SUPPLIED PASSAGE ::
B says no need to anonymise her here. She clearly hasn't read some parts. She wants me to publicise her good work (which I am happy and glad to do) but is perhaps less keen on me saying what I feel when it's not so flattering.

doubts about this blog, sharing and opening my knicker draw. Eventually I'll say something to upset everyone. If this is not simply self indulgence, what is it good for?
me
accountability
a record
it has to be honest, immediate. Like my anger and paranoia and silliness on Thursday, and complete change on Friday. Swinging around, up and down, like a yo yo. the narrative in my head sort of straightens out the kinks, but this day by day account shows how erratic and unreliable that narrative and my moment to moment feelings are. Alcohol did actually flatten out the kinks (a bit like a steamroller does) and allowed me to hide from the day to day loonieness of life and my reaction to it.
encouragement / help for others (really?)

B keeps sharing horrible (and presumably true life) nightmares. The girl who couldn't stay stopped and died of hypothermia. The constant and repeating Day ones. And here am I sailing along, seemingly without a care, everything hunky dory, no real effort required, all falling into place and into my lap - how can that help anyone? They help me, by frightening me, and reminding me this could all go horribly wrong in an instant. They're like messages from my past - "it may be great now, today, but it wasn't that long ago that you were going through shit like this and worse - however good and easy it feels right now, don't drop your guard, don't think you can get away with it, or stop making the daily effort to do as many of the right things in the right way as you can manage. Aim for perfection, all the time."

Some records:
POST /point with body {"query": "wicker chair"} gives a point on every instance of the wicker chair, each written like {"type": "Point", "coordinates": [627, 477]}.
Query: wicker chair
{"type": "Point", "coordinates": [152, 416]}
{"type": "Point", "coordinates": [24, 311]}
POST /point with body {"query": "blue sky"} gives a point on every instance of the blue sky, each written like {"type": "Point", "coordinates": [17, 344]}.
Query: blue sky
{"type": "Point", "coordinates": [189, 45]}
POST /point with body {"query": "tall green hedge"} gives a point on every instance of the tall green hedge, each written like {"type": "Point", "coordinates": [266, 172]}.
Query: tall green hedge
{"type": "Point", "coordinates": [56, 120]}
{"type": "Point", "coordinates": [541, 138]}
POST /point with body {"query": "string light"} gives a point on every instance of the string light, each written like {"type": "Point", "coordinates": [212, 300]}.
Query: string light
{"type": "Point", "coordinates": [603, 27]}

GIVEN PROBLEM A ::
Duplicate the stretch of the blog post from "doubts about this" through "reaction to it.".
GIVEN PROBLEM B ::
Express the records from the line containing "of the tall" through the end of the records as a Markdown table with the columns Row and Line, skipping blank lines.

RIGHT ANSWER A ::
doubts about this blog, sharing and opening my knicker draw. Eventually I'll say something to upset everyone. If this is not simply self indulgence, what is it good for?
me
accountability
a record
it has to be honest, immediate. Like my anger and paranoia and silliness on Thursday, and complete change on Friday. Swinging around, up and down, like a yo yo. the narrative in my head sort of straightens out the kinks, but this day by day account shows how erratic and unreliable that narrative and my moment to moment feelings are. Alcohol did actually flatten out the kinks (a bit like a steamroller does) and allowed me to hide from the day to day loonieness of life and my reaction to it.

RIGHT ANSWER B ::
| Row | Line |
|---|---|
| 1 | POST /point with body {"query": "tall green hedge"} gives a point on every instance of the tall green hedge, each written like {"type": "Point", "coordinates": [266, 172]}. |
| 2 | Query: tall green hedge |
| 3 | {"type": "Point", "coordinates": [56, 120]} |
| 4 | {"type": "Point", "coordinates": [541, 138]} |
| 5 | POST /point with body {"query": "string light"} gives a point on every instance of the string light, each written like {"type": "Point", "coordinates": [212, 300]}. |
| 6 | Query: string light |
| 7 | {"type": "Point", "coordinates": [603, 27]} |